[Passage for review]:
Start of Block
Maybe the first cancer drugs?
How about clinical trials?
Believe it or not, the clinical trial is the medical invention that has led to almost all the life medicines we know today.
Clinical research has led to drugs that have made organ transplants possible, made diabetes a manageable condition, added nearly 20 years to the life expectancy of AIDS patients and prolonged the lives of millions of cancer patients. In fact, the clinical trial is the fundamental tool of modern medicine.
If someone asked you to name the greatest medical invention of the 20th Century, what would you say?
You can see how far we have come when you look at medicine before the clinical trial. 3500 years ago, in Egypt, a doctor would prescribe verdigris, onions, blue vitriol and powdered wood for an eye infection. Maybe it worked, but how would you know?
In the 1700's, a much more advanced method of trying remedies and comparing results was saving lives.
In 1754, surgeon James Lind carefully tested different foods aboard the HMS Salisbury. He discovered that citrus fruit prevented scurvy and subsequently helped save lives.
In 1796, Edward Jenner conducted the famous trial that proved inoculation could prevent smallpox.
End of Block
[Available data]:
Start of Block
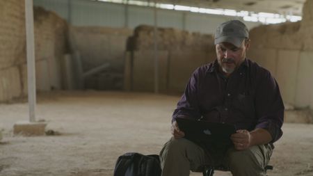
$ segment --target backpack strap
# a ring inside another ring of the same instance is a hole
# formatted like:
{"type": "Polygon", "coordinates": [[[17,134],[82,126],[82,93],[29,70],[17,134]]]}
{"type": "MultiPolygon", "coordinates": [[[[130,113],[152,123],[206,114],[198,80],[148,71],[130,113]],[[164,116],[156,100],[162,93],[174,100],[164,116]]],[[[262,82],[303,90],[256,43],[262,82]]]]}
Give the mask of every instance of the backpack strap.
{"type": "Polygon", "coordinates": [[[129,166],[138,154],[136,153],[126,153],[118,157],[114,170],[114,176],[125,175],[129,166]]]}

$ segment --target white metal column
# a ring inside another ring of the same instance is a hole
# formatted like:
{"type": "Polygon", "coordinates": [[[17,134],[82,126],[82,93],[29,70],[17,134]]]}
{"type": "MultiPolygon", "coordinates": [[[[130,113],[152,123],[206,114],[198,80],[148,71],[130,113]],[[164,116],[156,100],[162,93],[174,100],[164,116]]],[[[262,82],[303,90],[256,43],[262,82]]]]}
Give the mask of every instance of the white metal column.
{"type": "Polygon", "coordinates": [[[29,91],[29,121],[35,122],[36,86],[35,72],[35,38],[33,32],[33,0],[25,0],[25,22],[27,53],[27,85],[29,91]]]}
{"type": "Polygon", "coordinates": [[[156,0],[154,0],[154,93],[159,93],[159,58],[156,0]]]}

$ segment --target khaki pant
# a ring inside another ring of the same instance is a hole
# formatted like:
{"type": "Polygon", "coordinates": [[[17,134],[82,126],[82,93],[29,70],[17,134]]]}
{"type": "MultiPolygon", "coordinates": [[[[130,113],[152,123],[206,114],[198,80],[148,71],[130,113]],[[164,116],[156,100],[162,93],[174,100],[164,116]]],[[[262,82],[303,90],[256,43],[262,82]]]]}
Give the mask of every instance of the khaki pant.
{"type": "MultiPolygon", "coordinates": [[[[234,176],[265,176],[264,168],[271,154],[270,145],[255,145],[243,151],[232,147],[226,153],[223,166],[234,176]]],[[[202,147],[184,138],[172,138],[167,142],[160,159],[162,176],[188,176],[190,170],[198,170],[210,163],[202,147]]]]}

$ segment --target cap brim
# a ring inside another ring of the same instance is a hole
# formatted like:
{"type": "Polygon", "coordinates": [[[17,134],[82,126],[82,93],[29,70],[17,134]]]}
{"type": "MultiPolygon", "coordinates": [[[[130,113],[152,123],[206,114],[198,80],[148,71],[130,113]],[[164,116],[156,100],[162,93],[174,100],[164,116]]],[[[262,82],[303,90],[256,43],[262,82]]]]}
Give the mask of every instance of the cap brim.
{"type": "Polygon", "coordinates": [[[216,38],[214,40],[214,44],[217,45],[222,42],[229,42],[237,47],[240,47],[241,46],[242,42],[243,41],[244,38],[234,38],[230,36],[223,36],[220,37],[218,38],[216,38]]]}

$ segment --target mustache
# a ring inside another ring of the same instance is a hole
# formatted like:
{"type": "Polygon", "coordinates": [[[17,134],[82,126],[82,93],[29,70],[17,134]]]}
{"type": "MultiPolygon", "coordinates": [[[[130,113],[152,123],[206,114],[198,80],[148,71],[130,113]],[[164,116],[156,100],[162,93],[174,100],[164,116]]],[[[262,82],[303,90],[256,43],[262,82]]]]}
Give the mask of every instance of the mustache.
{"type": "Polygon", "coordinates": [[[232,58],[223,58],[222,63],[235,63],[234,59],[232,58]]]}

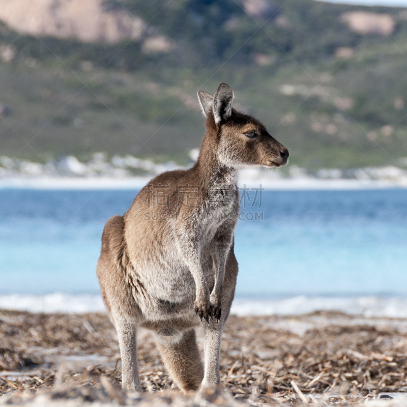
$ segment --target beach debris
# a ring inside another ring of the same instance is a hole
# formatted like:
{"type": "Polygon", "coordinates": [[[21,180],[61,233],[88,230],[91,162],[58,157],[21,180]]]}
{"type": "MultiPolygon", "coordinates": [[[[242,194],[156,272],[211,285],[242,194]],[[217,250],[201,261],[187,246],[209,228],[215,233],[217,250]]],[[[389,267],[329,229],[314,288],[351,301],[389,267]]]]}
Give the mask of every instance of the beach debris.
{"type": "MultiPolygon", "coordinates": [[[[310,327],[300,334],[287,330],[294,318],[231,316],[221,352],[221,382],[227,391],[185,396],[192,398],[183,405],[204,405],[200,397],[206,406],[354,404],[407,392],[407,327],[401,320],[314,313],[295,316],[310,327]]],[[[202,350],[203,336],[197,333],[202,350]]],[[[105,313],[0,311],[0,403],[21,401],[24,392],[30,397],[114,405],[129,403],[131,397],[131,403],[158,405],[161,399],[149,398],[155,396],[164,397],[167,405],[184,397],[144,330],[139,363],[145,392],[122,392],[117,338],[105,313]]]]}

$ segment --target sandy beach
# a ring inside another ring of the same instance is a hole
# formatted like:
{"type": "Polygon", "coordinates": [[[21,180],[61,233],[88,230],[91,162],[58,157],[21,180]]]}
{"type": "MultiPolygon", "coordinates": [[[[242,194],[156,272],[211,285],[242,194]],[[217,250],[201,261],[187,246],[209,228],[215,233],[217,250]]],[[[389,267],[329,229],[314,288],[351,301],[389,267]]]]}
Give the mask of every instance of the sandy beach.
{"type": "MultiPolygon", "coordinates": [[[[201,350],[200,329],[197,333],[201,350]]],[[[120,390],[117,337],[106,314],[3,310],[0,338],[0,403],[133,402],[134,394],[120,390]]],[[[146,391],[137,396],[139,402],[154,395],[167,395],[166,402],[172,405],[174,397],[184,399],[152,334],[141,330],[138,344],[146,391]]],[[[232,315],[221,353],[226,392],[215,404],[354,404],[389,393],[395,400],[407,392],[406,350],[407,324],[401,318],[333,312],[232,315]]],[[[213,402],[218,397],[210,396],[213,402]]]]}

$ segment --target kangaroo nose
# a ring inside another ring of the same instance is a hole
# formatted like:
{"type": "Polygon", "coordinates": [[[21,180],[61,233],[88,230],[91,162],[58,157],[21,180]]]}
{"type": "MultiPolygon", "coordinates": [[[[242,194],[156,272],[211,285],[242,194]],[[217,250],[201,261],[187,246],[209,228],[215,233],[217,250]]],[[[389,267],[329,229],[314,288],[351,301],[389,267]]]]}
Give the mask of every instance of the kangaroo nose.
{"type": "Polygon", "coordinates": [[[283,158],[288,158],[288,156],[289,155],[289,153],[288,153],[288,150],[285,148],[285,147],[282,147],[281,149],[280,150],[280,155],[283,158]]]}

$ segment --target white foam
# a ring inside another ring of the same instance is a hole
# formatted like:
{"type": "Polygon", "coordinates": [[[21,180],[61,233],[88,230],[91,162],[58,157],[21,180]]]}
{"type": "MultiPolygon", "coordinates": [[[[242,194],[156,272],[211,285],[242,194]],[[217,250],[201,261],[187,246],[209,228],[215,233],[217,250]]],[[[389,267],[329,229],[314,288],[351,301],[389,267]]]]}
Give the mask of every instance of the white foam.
{"type": "Polygon", "coordinates": [[[5,294],[0,295],[0,308],[31,312],[104,312],[100,295],[54,293],[44,295],[5,294]]]}
{"type": "MultiPolygon", "coordinates": [[[[106,312],[99,295],[60,293],[43,295],[2,295],[0,308],[45,313],[106,312]]],[[[254,300],[237,297],[232,305],[231,313],[241,316],[299,315],[318,310],[341,311],[365,316],[407,318],[407,298],[299,296],[254,300]]]]}

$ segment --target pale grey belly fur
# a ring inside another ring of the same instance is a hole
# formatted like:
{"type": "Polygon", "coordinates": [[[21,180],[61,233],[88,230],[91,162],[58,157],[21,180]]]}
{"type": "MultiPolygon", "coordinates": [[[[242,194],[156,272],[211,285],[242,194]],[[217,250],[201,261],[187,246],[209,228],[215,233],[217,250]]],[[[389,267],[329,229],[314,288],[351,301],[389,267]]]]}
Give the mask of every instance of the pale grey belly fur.
{"type": "MultiPolygon", "coordinates": [[[[210,253],[218,227],[209,221],[206,225],[201,241],[201,253],[210,253]]],[[[174,236],[168,236],[161,243],[162,251],[154,251],[148,258],[136,256],[132,261],[134,270],[129,271],[143,286],[144,289],[136,298],[143,318],[153,323],[191,317],[195,325],[199,319],[193,313],[196,287],[192,275],[182,257],[174,236]]],[[[204,258],[201,255],[201,264],[211,291],[215,274],[212,258],[204,258]]]]}

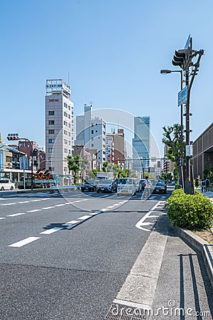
End of Block
[Directions for this task]:
Reproduce the passage on clinical trials verbatim, starting at "Believe it or" and ending at "was saving lives.". Rely solely on the passage about clinical trials.

[Task answer]:
Believe it or not, the clinical trial is the medical invention that has led to almost all the life medicines we know today.
Clinical research has led to drugs that have made organ transplants possible, made diabetes a manageable condition, added nearly 20 years to the life expectancy of AIDS patients and prolonged the lives of millions of cancer patients. In fact, the clinical trial is the fundamental tool of modern medicine.
If someone asked you to name the greatest medical invention of the 20th Century, what would you say?
You can see how far we have come when you look at medicine before the clinical trial. 3500 years ago, in Egypt, a doctor would prescribe verdigris, onions, blue vitriol and powdered wood for an eye infection. Maybe it worked, but how would you know?
In the 1700's, a much more advanced method of trying remedies and comparing results was saving lives.